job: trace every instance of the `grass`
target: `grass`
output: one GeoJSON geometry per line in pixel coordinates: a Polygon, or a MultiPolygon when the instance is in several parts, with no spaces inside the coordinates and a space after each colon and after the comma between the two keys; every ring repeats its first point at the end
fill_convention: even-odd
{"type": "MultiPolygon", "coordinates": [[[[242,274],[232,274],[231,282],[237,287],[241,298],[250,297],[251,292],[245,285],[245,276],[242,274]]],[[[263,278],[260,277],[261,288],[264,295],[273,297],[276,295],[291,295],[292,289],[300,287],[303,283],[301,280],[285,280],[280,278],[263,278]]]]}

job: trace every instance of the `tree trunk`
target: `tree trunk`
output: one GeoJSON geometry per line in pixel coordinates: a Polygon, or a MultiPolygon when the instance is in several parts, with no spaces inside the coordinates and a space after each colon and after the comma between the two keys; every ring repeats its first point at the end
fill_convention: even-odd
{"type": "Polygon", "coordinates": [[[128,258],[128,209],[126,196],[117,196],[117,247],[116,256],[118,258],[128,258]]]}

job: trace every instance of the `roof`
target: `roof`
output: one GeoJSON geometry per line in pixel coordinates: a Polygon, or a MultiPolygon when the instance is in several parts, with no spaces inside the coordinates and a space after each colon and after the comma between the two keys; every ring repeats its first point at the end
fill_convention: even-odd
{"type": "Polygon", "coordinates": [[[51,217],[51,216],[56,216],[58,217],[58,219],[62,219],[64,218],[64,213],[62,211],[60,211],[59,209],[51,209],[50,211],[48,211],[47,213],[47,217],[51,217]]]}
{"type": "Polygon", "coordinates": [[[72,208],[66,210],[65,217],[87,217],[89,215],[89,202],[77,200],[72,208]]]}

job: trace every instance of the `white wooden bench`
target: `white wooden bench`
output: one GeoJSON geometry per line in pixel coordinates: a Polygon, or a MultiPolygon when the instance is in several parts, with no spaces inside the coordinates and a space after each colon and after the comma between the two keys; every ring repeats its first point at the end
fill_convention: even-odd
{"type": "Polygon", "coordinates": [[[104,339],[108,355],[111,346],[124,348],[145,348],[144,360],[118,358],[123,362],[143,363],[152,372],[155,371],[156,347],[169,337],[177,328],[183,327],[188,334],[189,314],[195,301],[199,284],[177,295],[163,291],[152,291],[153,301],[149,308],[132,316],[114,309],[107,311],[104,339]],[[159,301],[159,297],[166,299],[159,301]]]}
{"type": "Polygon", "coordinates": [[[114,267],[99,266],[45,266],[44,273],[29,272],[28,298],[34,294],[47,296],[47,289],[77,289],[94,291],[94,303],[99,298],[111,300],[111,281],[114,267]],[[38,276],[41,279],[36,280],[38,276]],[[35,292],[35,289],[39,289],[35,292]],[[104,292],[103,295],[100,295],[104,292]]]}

What needs to be done: Retype the material in full, character for character.

Problem solution:
job: trace every instance of the `grass`
target: `grass`
output: one GeoJSON geometry per line in pixel coordinates: a Polygon, or a MultiPolygon when the instance is in several parts, with no spaces inside the coordinates and a space after each colon and after the comma between the two keys; every ring repeats its first point at the end
fill_convention: even-odd
{"type": "MultiPolygon", "coordinates": [[[[242,274],[232,274],[231,282],[237,287],[241,298],[250,297],[251,292],[245,285],[245,276],[242,274]]],[[[263,278],[260,277],[261,288],[264,295],[273,297],[276,295],[291,295],[292,289],[300,287],[303,283],[301,280],[285,280],[280,278],[263,278]]]]}

job: trace every instance of the `tree trunk`
target: `tree trunk`
output: one GeoJSON geometry per line in pixel coordinates: a Polygon, or a MultiPolygon when the instance is in several parts, with no spaces inside the coordinates and a space after each colon and after the comma between the two keys; every ring repeats its first point at the end
fill_convention: even-odd
{"type": "Polygon", "coordinates": [[[128,258],[128,209],[126,196],[117,196],[117,247],[116,256],[118,258],[128,258]]]}

job: trace every instance of the `roof`
target: `roof`
output: one GeoJSON geometry per line in pixel coordinates: a Polygon, or a MultiPolygon when the instance is in several parts, with no spaces inside the coordinates and a space after each colon and after the comma between the two keys; every ring repeats its first point at the end
fill_convention: even-odd
{"type": "Polygon", "coordinates": [[[51,217],[51,216],[56,216],[58,217],[58,219],[62,219],[64,218],[64,213],[62,211],[60,211],[59,209],[51,209],[50,211],[48,211],[47,213],[47,217],[51,217]]]}
{"type": "Polygon", "coordinates": [[[72,208],[66,210],[65,217],[87,217],[89,215],[89,202],[77,200],[72,208]]]}

job: trace every instance of the `white wooden bench`
target: `white wooden bench`
output: one GeoJSON geometry per line in pixel coordinates: a Polygon, or a MultiPolygon when the instance is in several parts, with no spaces inside the coordinates and a space after each colon and after the comma between the two keys; every ring repeats its first point at the end
fill_convention: even-odd
{"type": "Polygon", "coordinates": [[[104,339],[108,355],[111,346],[124,348],[145,348],[144,360],[118,358],[123,362],[143,363],[152,372],[155,371],[156,347],[169,337],[177,328],[183,327],[188,334],[189,314],[195,301],[199,284],[177,295],[163,291],[152,291],[153,301],[149,308],[132,316],[114,309],[107,311],[104,339]],[[159,301],[159,297],[166,299],[159,301]]]}
{"type": "Polygon", "coordinates": [[[114,267],[99,266],[45,266],[44,273],[29,272],[28,298],[34,294],[47,296],[47,289],[77,289],[94,291],[94,303],[99,298],[111,300],[111,281],[114,267]],[[38,276],[41,279],[36,280],[38,276]],[[35,292],[35,289],[39,289],[35,292]],[[104,292],[103,295],[100,295],[104,292]]]}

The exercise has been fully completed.